→ Task directions
Please reproduce the records below word for word, covering all of them, and leave the pictures out of your answer.

## BEGIN Records for the task

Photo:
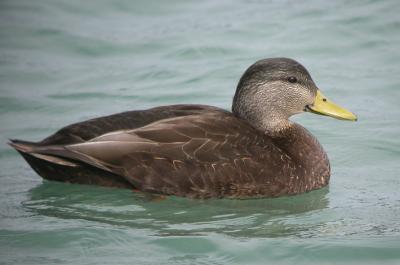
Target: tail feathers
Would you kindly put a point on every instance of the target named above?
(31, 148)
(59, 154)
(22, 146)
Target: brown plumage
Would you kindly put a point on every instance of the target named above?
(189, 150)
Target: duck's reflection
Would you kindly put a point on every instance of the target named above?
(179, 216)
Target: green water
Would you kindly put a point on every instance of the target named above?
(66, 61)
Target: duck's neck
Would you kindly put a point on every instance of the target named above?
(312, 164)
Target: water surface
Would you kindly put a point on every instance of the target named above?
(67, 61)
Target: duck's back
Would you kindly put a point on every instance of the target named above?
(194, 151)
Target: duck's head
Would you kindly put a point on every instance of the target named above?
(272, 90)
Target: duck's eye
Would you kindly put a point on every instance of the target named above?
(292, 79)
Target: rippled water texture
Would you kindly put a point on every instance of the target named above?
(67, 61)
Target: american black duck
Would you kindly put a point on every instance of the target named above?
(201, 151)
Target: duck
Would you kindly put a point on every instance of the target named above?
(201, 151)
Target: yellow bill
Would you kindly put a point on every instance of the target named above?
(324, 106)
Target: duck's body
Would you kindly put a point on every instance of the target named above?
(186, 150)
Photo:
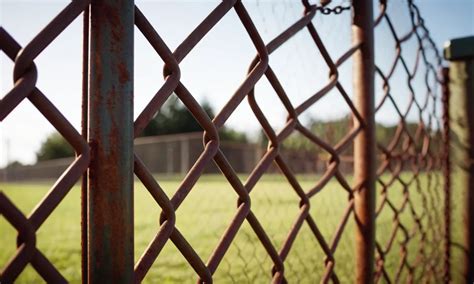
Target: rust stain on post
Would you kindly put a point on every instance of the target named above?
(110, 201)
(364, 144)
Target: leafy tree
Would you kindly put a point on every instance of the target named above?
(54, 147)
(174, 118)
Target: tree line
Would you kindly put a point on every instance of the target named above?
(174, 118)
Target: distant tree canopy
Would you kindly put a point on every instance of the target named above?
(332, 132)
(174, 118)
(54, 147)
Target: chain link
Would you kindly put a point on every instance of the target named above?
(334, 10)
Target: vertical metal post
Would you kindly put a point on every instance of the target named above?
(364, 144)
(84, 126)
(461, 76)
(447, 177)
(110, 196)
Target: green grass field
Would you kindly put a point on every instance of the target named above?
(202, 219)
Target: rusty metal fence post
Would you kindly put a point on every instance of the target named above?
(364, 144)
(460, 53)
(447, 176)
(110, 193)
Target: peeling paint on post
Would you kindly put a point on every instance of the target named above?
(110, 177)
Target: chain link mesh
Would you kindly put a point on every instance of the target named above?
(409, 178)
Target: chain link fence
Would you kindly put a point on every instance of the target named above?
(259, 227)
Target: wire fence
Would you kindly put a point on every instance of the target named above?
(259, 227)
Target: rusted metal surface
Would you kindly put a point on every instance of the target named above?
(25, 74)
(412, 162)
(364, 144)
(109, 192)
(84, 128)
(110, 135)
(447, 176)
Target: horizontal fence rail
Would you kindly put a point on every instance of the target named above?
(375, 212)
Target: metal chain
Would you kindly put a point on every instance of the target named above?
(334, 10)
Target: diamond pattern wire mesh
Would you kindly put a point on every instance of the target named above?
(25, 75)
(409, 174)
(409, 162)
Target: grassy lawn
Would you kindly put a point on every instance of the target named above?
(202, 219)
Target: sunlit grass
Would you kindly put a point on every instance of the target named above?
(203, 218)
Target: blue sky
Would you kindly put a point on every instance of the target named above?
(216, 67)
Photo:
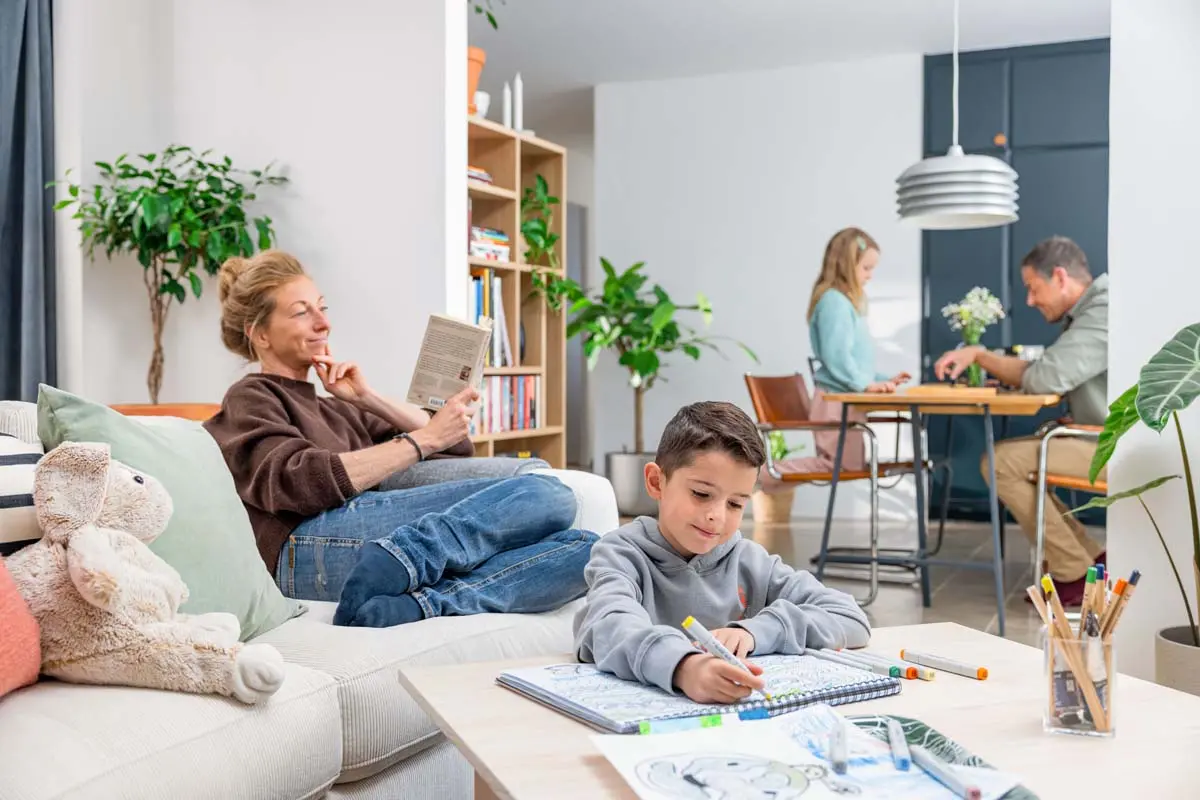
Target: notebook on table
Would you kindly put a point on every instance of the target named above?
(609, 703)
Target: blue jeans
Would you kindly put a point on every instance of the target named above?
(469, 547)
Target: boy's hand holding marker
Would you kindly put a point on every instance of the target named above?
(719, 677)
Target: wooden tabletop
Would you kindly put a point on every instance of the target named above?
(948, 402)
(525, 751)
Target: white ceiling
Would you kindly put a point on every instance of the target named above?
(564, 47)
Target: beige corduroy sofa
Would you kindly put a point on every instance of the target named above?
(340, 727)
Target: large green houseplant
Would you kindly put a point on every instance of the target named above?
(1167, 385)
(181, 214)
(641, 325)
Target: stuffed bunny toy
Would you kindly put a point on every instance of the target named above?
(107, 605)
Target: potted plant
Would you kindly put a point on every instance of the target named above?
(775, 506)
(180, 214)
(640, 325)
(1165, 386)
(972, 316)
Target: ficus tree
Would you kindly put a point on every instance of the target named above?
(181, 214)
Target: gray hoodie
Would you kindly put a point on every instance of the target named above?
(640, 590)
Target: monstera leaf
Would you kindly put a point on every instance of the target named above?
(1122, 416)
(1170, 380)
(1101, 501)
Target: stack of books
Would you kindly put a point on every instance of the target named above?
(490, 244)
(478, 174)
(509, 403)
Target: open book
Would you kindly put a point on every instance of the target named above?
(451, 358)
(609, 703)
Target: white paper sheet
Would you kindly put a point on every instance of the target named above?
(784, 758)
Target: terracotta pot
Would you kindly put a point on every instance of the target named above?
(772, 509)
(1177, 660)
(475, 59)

## END Records for the task

→ Output for this exercise
Photo:
Target: tail feathers
Would you kindly put a point on every instance of the target named above?
(31, 148)
(59, 154)
(22, 146)
Target: brown plumage
Would you kindly put a point on every instance of the target named above?
(189, 150)
Target: duck's reflection
Would you kindly put a point on every instance of the target named above?
(179, 216)
Target: green water
Would you kindly put a point on every instance of the target named above?
(66, 61)
Target: duck's neck
Would you kindly put a point on every instance of the target named above?
(312, 164)
Target: water surface
Would you kindly put a point on every instance of the target named above?
(67, 61)
Target: duck's back
Would you kindly put a point on every instance of the target named above?
(194, 151)
Target: duck's head
Would you kindly put a point on every instance of the target named above?
(272, 90)
Target: duck's eye
Would you kindly put a point on every instance of the target named above?
(292, 79)
Target: rippled water texture
Would you kindly put a point on every instance of the target named above?
(67, 61)
Target: american black duck
Would you kindly put a point on every instance of the target named above?
(201, 151)
Target: duck
Would you kindly put a point on every instance of the target named above?
(201, 151)
Target: yellow bill
Would you kindly put a point on every instance of the target named above?
(324, 106)
Target: duck's body
Would you kindly put a point on every instance of the target named above?
(186, 150)
Photo:
Target: rust stain on post
Would you kindly put a point on every instance of the target named above?
(110, 201)
(364, 144)
Target: leafy tree
Would you kindly put a point on every instance of the target named above?
(54, 147)
(174, 118)
Target: tree line
Would you kindly put a point on every instance of the target named above?
(174, 118)
Target: distant tree canopy
Would you kindly put a point on every instance of the target named above?
(332, 132)
(174, 118)
(54, 147)
Target: chain link
Would you kindly put a point on every instance of the target named above?
(334, 10)
Target: vertical metal post
Would you kindly put a point on every instance of the target named above?
(364, 144)
(84, 126)
(461, 76)
(447, 177)
(110, 196)
Target: green grass field
Would you kindly put a point on every instance of the target named above?
(202, 219)
Target: rusty metal fence post
Would you kindly put a point on every instance of the target named above?
(364, 144)
(460, 53)
(447, 176)
(110, 193)
Target: peeling paint on post
Would you kindly put a point on every instance of the target named above?
(110, 177)
Target: chain link mesh
Would you kindly put a point on every instance of the target named above?
(409, 178)
Target: chain link fence
Would you kindly put a point on every instance of the target named above?
(259, 227)
Target: wire fence
Would you kindly put a point on every instance of the target named above?
(259, 227)
Target: rusted metal surface
Would you kindly put a point on every instance of the target named above?
(25, 74)
(412, 162)
(364, 144)
(109, 192)
(84, 128)
(110, 135)
(447, 176)
Target: horizontal fence rail
Would you kindly put a point on every instance of the target named above?
(375, 212)
Target: metal chain
Would you kindly put a point on every instance of the target named above?
(334, 10)
Target: diamond pattern wire mesh
Would you kindly put a point on every instance of the target named above?
(25, 75)
(409, 174)
(409, 162)
Target: grassy lawn
Would you kindly put a point on every instance of the target named above?
(202, 219)
Target: sunlit grass
Would you kindly put a point on every instance of the target named above?
(203, 218)
Target: blue sky
Would you kindly put a point on every instance of the target named above?
(216, 67)
Photo:
Target: notebook on table
Would you kindly put a point on every instance of the target named above?
(609, 703)
Target: blue jeans
Would you kindly put a point on every instance of the target named above?
(469, 547)
Target: boy's hand holding marker
Would you kindly put a point on every instance of the target named above?
(719, 677)
Target: wooden tabletop
Would you kindly put a point on every instance of the target named above?
(948, 402)
(525, 751)
Target: white ceiling
Would you kindly put a point on every instance of the target named above?
(564, 47)
Target: beige corduroy sofa
Would you kindly put a point on every instance of the target named above?
(340, 727)
Target: large green houseplant
Would you kindly put a point on every instance of the target named above?
(1167, 385)
(181, 214)
(641, 325)
Target: stuffed bunny toy
Would you kindly put a point on every instance of the target named above?
(107, 605)
Target: potted plant
Would you kindly put a point on every instance of the target named above?
(775, 506)
(180, 214)
(640, 325)
(1165, 386)
(972, 316)
Target: ficus tree
Would you kindly put a point on every instance of the target named above?
(181, 214)
Target: gray hoodie
Would you kindly put a point on every instance of the target named above?
(640, 590)
Target: monstera leaf
Would you kindly put a point on every instance of the target named above?
(1122, 416)
(1170, 380)
(1101, 501)
Target: stack of books
Would you kindly put a point on every instance of the target named above?
(490, 244)
(478, 174)
(509, 403)
Target: open book
Would you kindly put a point on every instance of the target named above?
(451, 358)
(609, 703)
Target: white paper sheet
Would you kindly put a point on every instance of the target named above?
(784, 758)
Target: terracotta pot
Would you kindly put a point on every instance of the target named above?
(772, 509)
(1177, 660)
(475, 59)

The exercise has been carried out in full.